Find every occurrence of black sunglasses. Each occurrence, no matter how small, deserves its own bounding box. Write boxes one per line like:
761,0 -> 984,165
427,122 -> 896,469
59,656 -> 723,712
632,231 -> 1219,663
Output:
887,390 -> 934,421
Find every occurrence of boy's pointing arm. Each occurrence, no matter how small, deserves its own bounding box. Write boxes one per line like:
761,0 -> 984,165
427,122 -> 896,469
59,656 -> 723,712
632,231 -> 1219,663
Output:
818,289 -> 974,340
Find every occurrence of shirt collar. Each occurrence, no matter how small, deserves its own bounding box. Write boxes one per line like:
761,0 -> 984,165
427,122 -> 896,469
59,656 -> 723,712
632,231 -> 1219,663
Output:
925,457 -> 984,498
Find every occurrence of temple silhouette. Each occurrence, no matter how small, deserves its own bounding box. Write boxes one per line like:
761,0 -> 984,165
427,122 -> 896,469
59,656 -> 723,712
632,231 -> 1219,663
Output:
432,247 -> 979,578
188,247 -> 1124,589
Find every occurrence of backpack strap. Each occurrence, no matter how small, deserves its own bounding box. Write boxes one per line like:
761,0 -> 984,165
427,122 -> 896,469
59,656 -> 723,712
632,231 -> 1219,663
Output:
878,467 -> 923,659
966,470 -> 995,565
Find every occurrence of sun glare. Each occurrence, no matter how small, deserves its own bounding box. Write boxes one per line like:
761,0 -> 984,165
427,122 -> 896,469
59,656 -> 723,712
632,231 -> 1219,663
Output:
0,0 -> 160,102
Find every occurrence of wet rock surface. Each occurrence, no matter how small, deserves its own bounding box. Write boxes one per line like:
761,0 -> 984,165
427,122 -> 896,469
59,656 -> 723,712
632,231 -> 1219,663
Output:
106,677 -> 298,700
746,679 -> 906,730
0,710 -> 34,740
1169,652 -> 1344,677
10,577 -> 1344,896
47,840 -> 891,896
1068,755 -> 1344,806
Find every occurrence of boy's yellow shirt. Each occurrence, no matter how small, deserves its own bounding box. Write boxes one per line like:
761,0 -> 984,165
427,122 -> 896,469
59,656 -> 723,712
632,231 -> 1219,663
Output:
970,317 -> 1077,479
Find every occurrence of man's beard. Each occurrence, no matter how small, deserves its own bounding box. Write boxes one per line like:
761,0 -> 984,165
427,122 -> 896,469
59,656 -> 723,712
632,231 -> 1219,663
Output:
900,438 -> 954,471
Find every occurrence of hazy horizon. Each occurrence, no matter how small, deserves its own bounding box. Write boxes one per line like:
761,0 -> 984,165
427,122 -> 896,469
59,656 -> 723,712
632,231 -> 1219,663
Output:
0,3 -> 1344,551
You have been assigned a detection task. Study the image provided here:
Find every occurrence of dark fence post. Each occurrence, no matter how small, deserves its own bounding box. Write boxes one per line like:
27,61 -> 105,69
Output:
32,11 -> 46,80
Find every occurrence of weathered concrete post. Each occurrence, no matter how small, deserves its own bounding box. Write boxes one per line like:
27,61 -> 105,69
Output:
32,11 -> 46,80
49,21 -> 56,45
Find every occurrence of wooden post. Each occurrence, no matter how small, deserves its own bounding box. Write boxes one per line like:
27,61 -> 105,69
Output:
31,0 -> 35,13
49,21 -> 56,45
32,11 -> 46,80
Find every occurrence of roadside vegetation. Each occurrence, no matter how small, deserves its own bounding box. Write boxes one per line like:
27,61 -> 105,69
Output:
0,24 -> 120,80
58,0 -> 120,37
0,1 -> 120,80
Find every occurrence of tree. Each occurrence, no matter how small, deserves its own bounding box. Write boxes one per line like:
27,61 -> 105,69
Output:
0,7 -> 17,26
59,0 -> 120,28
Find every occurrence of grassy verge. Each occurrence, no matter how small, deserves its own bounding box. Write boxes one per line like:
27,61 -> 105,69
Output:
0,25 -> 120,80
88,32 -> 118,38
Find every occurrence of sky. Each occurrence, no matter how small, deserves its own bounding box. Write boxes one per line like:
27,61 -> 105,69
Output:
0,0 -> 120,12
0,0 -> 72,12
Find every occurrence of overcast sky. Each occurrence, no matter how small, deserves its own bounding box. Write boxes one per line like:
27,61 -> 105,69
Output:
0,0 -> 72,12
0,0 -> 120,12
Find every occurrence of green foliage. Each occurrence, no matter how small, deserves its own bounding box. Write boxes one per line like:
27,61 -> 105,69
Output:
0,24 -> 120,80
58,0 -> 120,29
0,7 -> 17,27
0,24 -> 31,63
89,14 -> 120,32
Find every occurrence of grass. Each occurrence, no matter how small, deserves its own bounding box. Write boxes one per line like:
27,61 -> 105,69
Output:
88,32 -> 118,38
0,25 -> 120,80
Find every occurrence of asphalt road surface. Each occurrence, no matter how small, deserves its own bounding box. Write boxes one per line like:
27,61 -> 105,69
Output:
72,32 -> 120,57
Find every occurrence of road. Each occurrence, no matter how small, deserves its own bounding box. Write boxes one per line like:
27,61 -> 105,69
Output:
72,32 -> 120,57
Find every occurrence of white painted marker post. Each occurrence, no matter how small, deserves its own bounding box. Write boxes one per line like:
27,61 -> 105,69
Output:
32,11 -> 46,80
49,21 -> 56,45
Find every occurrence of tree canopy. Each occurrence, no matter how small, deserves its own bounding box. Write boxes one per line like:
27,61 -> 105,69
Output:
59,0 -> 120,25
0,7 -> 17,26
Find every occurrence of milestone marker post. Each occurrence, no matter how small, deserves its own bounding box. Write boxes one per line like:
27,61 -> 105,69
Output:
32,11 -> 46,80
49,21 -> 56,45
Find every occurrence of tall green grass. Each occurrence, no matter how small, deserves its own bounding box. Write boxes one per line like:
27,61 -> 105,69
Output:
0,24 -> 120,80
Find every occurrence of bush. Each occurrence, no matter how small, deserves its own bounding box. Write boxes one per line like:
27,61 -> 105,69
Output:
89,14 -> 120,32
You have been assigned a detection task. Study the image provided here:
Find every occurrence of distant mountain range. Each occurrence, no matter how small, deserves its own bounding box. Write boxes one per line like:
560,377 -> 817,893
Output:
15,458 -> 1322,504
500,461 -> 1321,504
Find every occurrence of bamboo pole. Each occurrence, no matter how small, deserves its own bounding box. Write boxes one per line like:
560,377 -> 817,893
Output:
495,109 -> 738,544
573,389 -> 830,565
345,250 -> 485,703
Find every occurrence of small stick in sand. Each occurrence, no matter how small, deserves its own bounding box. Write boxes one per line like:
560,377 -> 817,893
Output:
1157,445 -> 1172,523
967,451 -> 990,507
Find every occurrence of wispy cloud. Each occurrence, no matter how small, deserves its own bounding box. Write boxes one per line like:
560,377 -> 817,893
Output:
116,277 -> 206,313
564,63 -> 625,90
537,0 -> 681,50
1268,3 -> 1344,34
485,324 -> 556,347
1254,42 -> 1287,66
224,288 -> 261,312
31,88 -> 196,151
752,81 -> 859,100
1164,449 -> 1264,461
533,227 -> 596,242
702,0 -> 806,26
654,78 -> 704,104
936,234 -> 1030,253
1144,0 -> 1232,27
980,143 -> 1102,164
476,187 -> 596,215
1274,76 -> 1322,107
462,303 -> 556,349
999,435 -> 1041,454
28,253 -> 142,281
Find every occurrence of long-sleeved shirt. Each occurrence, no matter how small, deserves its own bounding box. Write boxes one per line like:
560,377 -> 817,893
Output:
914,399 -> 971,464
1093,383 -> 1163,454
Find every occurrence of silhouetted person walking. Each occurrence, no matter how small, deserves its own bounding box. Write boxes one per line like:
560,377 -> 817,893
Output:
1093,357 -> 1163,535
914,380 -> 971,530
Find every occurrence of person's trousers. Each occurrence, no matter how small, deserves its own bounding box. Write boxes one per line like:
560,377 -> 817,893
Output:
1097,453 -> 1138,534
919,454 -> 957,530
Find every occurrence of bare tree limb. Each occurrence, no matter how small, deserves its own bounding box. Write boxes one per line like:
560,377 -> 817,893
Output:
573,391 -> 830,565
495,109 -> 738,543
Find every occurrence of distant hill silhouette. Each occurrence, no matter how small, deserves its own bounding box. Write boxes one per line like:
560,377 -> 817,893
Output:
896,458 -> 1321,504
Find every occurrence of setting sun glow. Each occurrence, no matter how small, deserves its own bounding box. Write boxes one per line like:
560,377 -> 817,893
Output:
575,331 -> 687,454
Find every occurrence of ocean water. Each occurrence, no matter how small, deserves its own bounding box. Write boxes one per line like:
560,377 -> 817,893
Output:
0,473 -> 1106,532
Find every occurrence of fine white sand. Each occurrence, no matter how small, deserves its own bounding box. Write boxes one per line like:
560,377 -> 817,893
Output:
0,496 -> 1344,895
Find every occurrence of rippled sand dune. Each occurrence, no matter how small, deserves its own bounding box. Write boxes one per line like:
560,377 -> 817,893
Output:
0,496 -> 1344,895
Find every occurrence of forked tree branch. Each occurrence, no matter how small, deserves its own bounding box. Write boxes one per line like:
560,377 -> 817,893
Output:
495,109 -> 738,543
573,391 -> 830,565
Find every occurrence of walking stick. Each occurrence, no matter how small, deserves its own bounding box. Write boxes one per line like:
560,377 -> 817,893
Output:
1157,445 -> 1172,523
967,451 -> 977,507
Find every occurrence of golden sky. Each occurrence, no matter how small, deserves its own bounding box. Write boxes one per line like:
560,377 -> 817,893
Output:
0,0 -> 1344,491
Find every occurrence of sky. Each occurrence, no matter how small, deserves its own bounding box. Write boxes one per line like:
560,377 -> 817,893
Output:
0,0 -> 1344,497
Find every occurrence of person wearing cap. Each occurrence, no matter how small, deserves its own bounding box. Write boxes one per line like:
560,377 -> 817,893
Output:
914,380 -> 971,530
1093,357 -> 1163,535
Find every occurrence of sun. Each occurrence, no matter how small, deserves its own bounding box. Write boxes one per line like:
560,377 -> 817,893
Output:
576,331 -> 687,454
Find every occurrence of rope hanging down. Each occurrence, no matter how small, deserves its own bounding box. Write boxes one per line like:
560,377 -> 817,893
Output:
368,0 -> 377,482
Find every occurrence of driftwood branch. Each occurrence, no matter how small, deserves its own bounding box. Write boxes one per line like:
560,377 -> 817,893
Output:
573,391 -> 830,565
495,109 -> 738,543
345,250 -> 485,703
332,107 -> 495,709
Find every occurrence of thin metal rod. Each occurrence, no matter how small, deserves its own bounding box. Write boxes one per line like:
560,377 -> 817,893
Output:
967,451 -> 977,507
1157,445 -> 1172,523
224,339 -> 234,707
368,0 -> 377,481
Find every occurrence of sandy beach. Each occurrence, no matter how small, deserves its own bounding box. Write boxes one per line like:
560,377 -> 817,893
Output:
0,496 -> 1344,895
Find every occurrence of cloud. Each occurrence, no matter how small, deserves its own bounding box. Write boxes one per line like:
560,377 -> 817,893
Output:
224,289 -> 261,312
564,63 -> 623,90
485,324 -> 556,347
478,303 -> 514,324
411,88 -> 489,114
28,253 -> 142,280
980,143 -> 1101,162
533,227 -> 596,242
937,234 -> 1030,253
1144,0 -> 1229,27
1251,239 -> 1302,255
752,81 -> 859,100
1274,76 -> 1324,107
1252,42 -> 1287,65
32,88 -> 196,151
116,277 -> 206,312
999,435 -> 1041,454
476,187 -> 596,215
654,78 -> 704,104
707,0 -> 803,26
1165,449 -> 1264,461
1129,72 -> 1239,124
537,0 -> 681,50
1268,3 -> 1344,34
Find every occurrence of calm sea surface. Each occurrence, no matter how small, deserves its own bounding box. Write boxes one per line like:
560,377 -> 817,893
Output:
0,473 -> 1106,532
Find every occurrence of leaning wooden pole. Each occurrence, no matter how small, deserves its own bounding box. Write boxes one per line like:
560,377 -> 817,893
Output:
=======
**What is asked:**
Could you copy the material word for word, from its first line up to and including the line with "970,317 -> 1077,479"?

**Result of this task:**
Find every occurrence of black sunglasses. Each occurrence, no matter how small, deserves its own bounding box. Write boxes one per line like:
761,0 -> 984,165
427,122 -> 896,469
59,656 -> 723,712
632,231 -> 1219,663
Output:
887,390 -> 934,421
Find every occurrence of boy's pointing arm. Each occurrence, no matter how small, deserves its own bounding box. Write boxes one per line like:
761,0 -> 984,165
427,122 -> 896,469
59,656 -> 723,712
632,231 -> 1219,663
Output:
818,289 -> 974,340
Find every occurrence of shirt collar. Each occurrence, no matter how small, deserves its own bounding box. Write boxes one per line like:
761,0 -> 984,165
427,122 -> 896,469
59,656 -> 723,712
632,231 -> 1219,663
Output:
925,457 -> 984,498
Find every occurrence of temple silhouette. Each occurrence, no matter how small, deserves its own bounding box. Write boxes one per line like:
761,0 -> 984,165
427,122 -> 896,469
59,656 -> 723,712
632,231 -> 1219,663
Output:
432,247 -> 979,578
188,247 -> 1124,589
Find every occurrence of backpack strap. Each occurrence, no matter how small, deserves its own bounding box. Write boxes one per line like:
761,0 -> 984,165
427,122 -> 896,469
59,656 -> 723,712
632,231 -> 1219,663
Output:
878,467 -> 923,659
966,470 -> 995,565
Find every occurrence of sun glare. Each occurrence, no matter how small, deserves its own bounding box. Write boxes one per line like:
761,0 -> 984,165
427,122 -> 896,469
59,656 -> 723,712
632,231 -> 1219,663
Output:
0,0 -> 160,102
Find every occurrence of wet rock surface. Each occurrence, no matter how small, deserves its own bounding box. Write boxes one per line like:
761,0 -> 984,165
427,122 -> 896,469
59,656 -> 723,712
632,231 -> 1219,663
Output:
106,677 -> 298,700
746,679 -> 906,730
0,710 -> 34,740
1169,652 -> 1344,677
10,577 -> 1344,896
47,840 -> 891,896
1068,755 -> 1344,806
Find every occurrence of boy's yellow shirt. Each occurrence, no matter how small, deserves its own bounding box. Write boxes one per line like:
761,0 -> 984,165
427,122 -> 896,469
59,656 -> 723,712
632,231 -> 1219,663
Output:
970,317 -> 1077,479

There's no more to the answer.